▶ **Provided records**
※ ※ ※
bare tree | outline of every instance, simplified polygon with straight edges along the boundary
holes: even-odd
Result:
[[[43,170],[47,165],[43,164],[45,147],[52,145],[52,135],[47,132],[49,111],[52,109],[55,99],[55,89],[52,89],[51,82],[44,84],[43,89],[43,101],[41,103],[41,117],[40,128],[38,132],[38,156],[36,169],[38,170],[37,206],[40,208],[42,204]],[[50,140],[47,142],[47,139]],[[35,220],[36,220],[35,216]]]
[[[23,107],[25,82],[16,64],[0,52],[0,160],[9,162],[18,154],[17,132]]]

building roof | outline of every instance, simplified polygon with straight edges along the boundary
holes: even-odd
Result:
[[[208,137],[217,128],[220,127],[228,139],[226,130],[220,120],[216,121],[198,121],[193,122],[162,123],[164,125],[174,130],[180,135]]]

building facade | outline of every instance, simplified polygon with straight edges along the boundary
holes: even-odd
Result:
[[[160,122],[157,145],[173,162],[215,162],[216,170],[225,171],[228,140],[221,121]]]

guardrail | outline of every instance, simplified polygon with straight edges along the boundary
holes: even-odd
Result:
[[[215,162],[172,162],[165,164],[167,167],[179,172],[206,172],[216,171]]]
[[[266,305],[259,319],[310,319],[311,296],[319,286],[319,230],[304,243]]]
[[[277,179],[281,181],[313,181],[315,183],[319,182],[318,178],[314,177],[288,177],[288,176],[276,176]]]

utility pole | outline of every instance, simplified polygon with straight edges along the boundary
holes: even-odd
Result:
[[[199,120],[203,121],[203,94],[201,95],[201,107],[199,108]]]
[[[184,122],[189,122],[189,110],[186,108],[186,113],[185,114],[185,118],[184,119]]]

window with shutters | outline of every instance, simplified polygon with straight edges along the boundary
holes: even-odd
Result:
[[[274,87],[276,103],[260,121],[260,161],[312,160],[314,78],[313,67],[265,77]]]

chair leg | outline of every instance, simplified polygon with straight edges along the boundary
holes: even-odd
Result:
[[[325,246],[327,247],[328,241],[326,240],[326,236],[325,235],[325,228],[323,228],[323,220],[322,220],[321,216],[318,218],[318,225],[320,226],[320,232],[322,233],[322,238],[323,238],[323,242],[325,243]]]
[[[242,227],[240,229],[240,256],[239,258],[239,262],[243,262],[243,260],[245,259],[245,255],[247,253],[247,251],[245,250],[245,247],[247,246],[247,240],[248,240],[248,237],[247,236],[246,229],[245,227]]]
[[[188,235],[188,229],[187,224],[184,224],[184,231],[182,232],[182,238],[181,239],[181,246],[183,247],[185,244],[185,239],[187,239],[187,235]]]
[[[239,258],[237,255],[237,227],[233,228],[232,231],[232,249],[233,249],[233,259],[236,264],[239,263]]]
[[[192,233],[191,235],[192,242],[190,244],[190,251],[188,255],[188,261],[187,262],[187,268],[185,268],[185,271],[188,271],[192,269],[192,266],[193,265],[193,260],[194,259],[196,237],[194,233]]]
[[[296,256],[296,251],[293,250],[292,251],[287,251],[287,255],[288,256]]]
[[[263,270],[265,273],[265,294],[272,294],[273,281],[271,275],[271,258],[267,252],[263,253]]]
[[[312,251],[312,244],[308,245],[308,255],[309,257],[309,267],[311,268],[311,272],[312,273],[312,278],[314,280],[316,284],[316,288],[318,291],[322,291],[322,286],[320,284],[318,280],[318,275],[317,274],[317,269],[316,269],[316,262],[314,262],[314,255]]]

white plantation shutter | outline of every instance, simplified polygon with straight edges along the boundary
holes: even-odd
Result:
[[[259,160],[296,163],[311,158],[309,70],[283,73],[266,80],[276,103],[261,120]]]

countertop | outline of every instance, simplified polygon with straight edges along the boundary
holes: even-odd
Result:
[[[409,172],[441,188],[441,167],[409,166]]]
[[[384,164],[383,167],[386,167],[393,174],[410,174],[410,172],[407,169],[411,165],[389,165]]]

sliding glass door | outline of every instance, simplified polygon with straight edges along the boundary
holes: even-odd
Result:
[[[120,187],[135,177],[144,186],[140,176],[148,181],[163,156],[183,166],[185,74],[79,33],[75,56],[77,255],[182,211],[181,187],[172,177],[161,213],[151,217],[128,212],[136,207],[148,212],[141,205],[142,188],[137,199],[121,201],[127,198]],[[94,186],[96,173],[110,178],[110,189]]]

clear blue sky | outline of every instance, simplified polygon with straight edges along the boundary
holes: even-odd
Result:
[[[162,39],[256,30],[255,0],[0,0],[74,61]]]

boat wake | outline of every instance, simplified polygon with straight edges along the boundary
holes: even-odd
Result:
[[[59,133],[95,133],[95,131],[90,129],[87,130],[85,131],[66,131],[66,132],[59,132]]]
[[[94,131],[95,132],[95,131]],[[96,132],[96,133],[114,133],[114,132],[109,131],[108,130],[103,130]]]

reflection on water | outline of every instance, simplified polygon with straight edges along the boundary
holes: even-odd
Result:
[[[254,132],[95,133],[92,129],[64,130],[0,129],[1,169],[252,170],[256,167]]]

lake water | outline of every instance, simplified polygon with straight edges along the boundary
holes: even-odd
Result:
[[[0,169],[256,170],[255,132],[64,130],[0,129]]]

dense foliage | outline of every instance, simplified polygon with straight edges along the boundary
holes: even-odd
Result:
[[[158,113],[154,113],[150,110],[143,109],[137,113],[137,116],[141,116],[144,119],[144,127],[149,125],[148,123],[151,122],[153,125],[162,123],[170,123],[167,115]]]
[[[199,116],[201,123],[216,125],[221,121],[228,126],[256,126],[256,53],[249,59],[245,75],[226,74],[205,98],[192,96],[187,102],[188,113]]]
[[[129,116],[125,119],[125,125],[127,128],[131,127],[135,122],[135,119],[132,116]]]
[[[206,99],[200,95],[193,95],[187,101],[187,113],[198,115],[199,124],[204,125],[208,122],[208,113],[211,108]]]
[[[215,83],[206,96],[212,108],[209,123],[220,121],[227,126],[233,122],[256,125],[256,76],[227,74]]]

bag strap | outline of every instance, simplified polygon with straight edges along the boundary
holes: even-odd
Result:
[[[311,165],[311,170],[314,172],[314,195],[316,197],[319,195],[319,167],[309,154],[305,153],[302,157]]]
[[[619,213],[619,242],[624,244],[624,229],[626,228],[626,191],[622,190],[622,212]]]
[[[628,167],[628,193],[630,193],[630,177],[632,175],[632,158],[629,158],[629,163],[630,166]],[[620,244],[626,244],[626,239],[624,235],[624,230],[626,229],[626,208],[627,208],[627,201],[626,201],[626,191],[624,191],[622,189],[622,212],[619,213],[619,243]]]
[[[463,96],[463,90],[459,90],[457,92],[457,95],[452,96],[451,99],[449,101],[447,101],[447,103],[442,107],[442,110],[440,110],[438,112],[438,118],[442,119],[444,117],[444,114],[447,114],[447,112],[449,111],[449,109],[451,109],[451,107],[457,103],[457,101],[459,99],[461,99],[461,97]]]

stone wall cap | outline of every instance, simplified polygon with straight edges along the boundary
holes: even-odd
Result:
※ ※ ※
Reproduce all the lines above, swapping every "even-odd" for "nonzero" and leaving everything else as it is.

bare tree | outline of every instance, simplified polygon with straight edges along the boundary
holes: nonzero
Result:
[[[43,170],[47,165],[43,164],[45,147],[52,145],[52,135],[47,132],[49,111],[52,109],[55,99],[55,89],[52,89],[51,82],[44,84],[43,89],[43,101],[41,103],[41,117],[40,128],[38,132],[38,156],[36,169],[38,170],[37,206],[40,208],[42,204]],[[50,140],[47,142],[47,139]],[[35,220],[36,220],[35,216]]]
[[[23,107],[25,82],[16,64],[0,52],[0,160],[9,162],[18,154],[17,132]]]

building roof | outline of every instance, simplified polygon with straight edges along the boundary
holes: nonzero
Result:
[[[208,137],[217,128],[220,127],[228,139],[226,130],[220,120],[216,121],[198,121],[193,122],[162,123],[164,125],[174,130],[180,135]]]

building facade | outline of every instance, simplified polygon with straight edges along the boundary
holes: nonzero
Result:
[[[160,122],[157,145],[173,162],[215,162],[216,170],[225,171],[228,140],[221,121]]]

guardrail | outline of every instance, simplified polygon with straight edges along the boundary
holes: nonzero
Result:
[[[215,162],[172,162],[165,164],[167,167],[179,172],[206,172],[216,171]]]
[[[266,305],[259,319],[310,319],[311,296],[319,286],[319,230],[304,243]]]
[[[277,179],[281,181],[313,181],[315,183],[319,182],[318,178],[314,177],[288,177],[288,176],[276,176]]]

utility pole | outline of every instance, simplified polygon with straight edges along the boundary
holes: nonzero
Result:
[[[199,120],[203,121],[203,94],[201,95],[201,107],[199,108]]]
[[[184,122],[189,122],[189,110],[186,108],[186,113],[185,114],[185,118],[184,119]]]

window with shutters | outline of every instance, simplified polygon with straight edges along the boundary
holes: nonzero
Result:
[[[274,87],[276,103],[260,121],[260,161],[312,160],[314,78],[313,67],[265,77]]]

chair leg | outline of every instance, simplified polygon with straight edges along the boundary
holes: nonzero
Result:
[[[325,246],[327,247],[328,241],[326,240],[326,236],[325,235],[325,228],[323,228],[323,220],[322,220],[321,216],[318,218],[318,225],[320,226],[320,232],[322,233],[322,238],[323,238],[323,242],[325,243]]]
[[[242,227],[240,229],[240,256],[239,258],[239,262],[243,262],[243,260],[245,259],[245,255],[247,253],[247,251],[245,250],[245,247],[247,246],[247,240],[248,240],[248,237],[247,236],[246,229],[245,227]]]
[[[188,235],[188,229],[187,224],[184,224],[184,231],[182,232],[182,238],[181,239],[181,246],[183,247],[185,244],[185,239],[187,239],[187,235]]]
[[[239,258],[237,255],[237,227],[233,228],[232,231],[232,249],[233,249],[233,259],[236,264],[239,263]]]
[[[192,233],[191,235],[192,242],[190,244],[190,251],[188,255],[188,261],[187,262],[187,268],[185,268],[185,271],[188,271],[192,269],[192,266],[193,265],[193,260],[194,259],[196,237],[194,233]]]
[[[296,256],[296,251],[293,250],[292,251],[287,251],[287,255],[288,256]]]
[[[263,270],[265,273],[265,294],[272,294],[273,281],[271,275],[271,258],[267,252],[263,253]]]
[[[312,251],[312,244],[308,245],[308,255],[309,257],[309,267],[311,268],[311,272],[312,273],[312,278],[314,280],[316,284],[316,288],[318,291],[322,291],[322,286],[320,284],[318,280],[318,275],[317,274],[317,269],[316,269],[316,262],[314,262],[314,255]]]

white plantation shutter | outline of every instance, simplified polygon with straight edges along the boundary
holes: nonzero
Result:
[[[259,160],[296,163],[311,158],[309,70],[283,73],[266,80],[276,103],[261,120]]]

countertop | outline of every instance, simplified polygon with straight edges along the boundary
holes: nonzero
Result:
[[[409,172],[441,188],[441,167],[409,166]]]
[[[384,164],[383,167],[386,167],[393,174],[410,174],[410,172],[407,169],[411,165],[389,165]]]

sliding glass door | outline of every instance, simplified polygon with straight edges along the boundary
holes: nonzero
Result:
[[[120,187],[135,177],[144,186],[140,176],[148,181],[163,156],[183,166],[185,74],[79,33],[75,56],[77,255],[182,211],[181,187],[172,177],[161,213],[151,217],[128,212],[136,207],[148,212],[141,205],[142,188],[137,199],[121,201],[127,198]],[[94,186],[96,173],[110,178],[110,189]]]

clear blue sky | outline of every instance, simplified polygon with straight edges along the boundary
holes: nonzero
Result:
[[[162,39],[256,30],[255,0],[0,0],[74,61]]]

boat wake | outline of every instance, simplified polygon with straight edges along the boundary
holes: nonzero
Result:
[[[59,133],[95,133],[95,131],[90,129],[87,130],[85,131],[66,131],[66,132],[59,132]]]
[[[94,131],[95,132],[95,131]],[[96,132],[96,133],[114,133],[114,132],[109,131],[108,130],[103,130]]]

reflection on water | outline of every instance, simplified polygon with straight edges along the boundary
holes: nonzero
Result:
[[[254,132],[95,133],[92,129],[64,130],[0,129],[1,169],[252,170],[256,167]]]

lake water | outline of every instance, simplified polygon with straight edges along the boundary
holes: nonzero
Result:
[[[0,169],[256,170],[255,132],[64,130],[0,129]]]

dense foliage | outline of every instance, simplified polygon with straight edges along the boundary
holes: nonzero
Result:
[[[158,113],[154,113],[150,110],[143,109],[137,113],[137,116],[141,116],[144,119],[144,127],[149,125],[148,123],[151,122],[153,125],[162,123],[170,123],[167,115]]]
[[[199,116],[201,123],[216,125],[221,121],[228,126],[256,126],[256,53],[249,59],[245,75],[226,74],[205,98],[192,96],[187,102],[188,113]]]
[[[129,116],[125,119],[125,125],[127,128],[131,127],[135,122],[135,119],[132,116]]]
[[[206,99],[200,95],[193,95],[187,101],[187,113],[198,115],[199,124],[204,125],[208,122],[208,113],[211,108]]]
[[[215,83],[206,96],[212,108],[209,123],[220,121],[227,126],[233,122],[256,125],[256,76],[227,74]]]

bag strap | outline of every instance, simplified polygon with straight edges along the boundary
holes: nonzero
Result:
[[[311,165],[311,170],[314,172],[314,195],[316,197],[319,195],[319,167],[309,154],[305,153],[302,157]]]
[[[619,213],[619,242],[624,244],[624,229],[626,228],[626,191],[622,190],[622,212]]]
[[[628,167],[628,193],[630,193],[630,177],[632,175],[632,158],[629,158],[629,163],[630,166]],[[620,244],[626,244],[626,239],[624,235],[624,230],[626,229],[626,208],[627,208],[627,201],[626,201],[626,191],[624,191],[622,189],[622,212],[619,213],[619,243]]]
[[[463,96],[463,90],[459,90],[457,92],[457,95],[452,96],[451,99],[449,101],[447,101],[447,103],[442,107],[442,110],[440,110],[438,112],[438,118],[442,119],[444,117],[444,114],[447,114],[447,112],[449,111],[449,109],[451,109],[451,107],[457,103],[457,101],[459,99],[461,99],[461,97]]]

stone wall cap | outline of every instance, simplified polygon with straight edges along the boundary
holes: nonzero
Result:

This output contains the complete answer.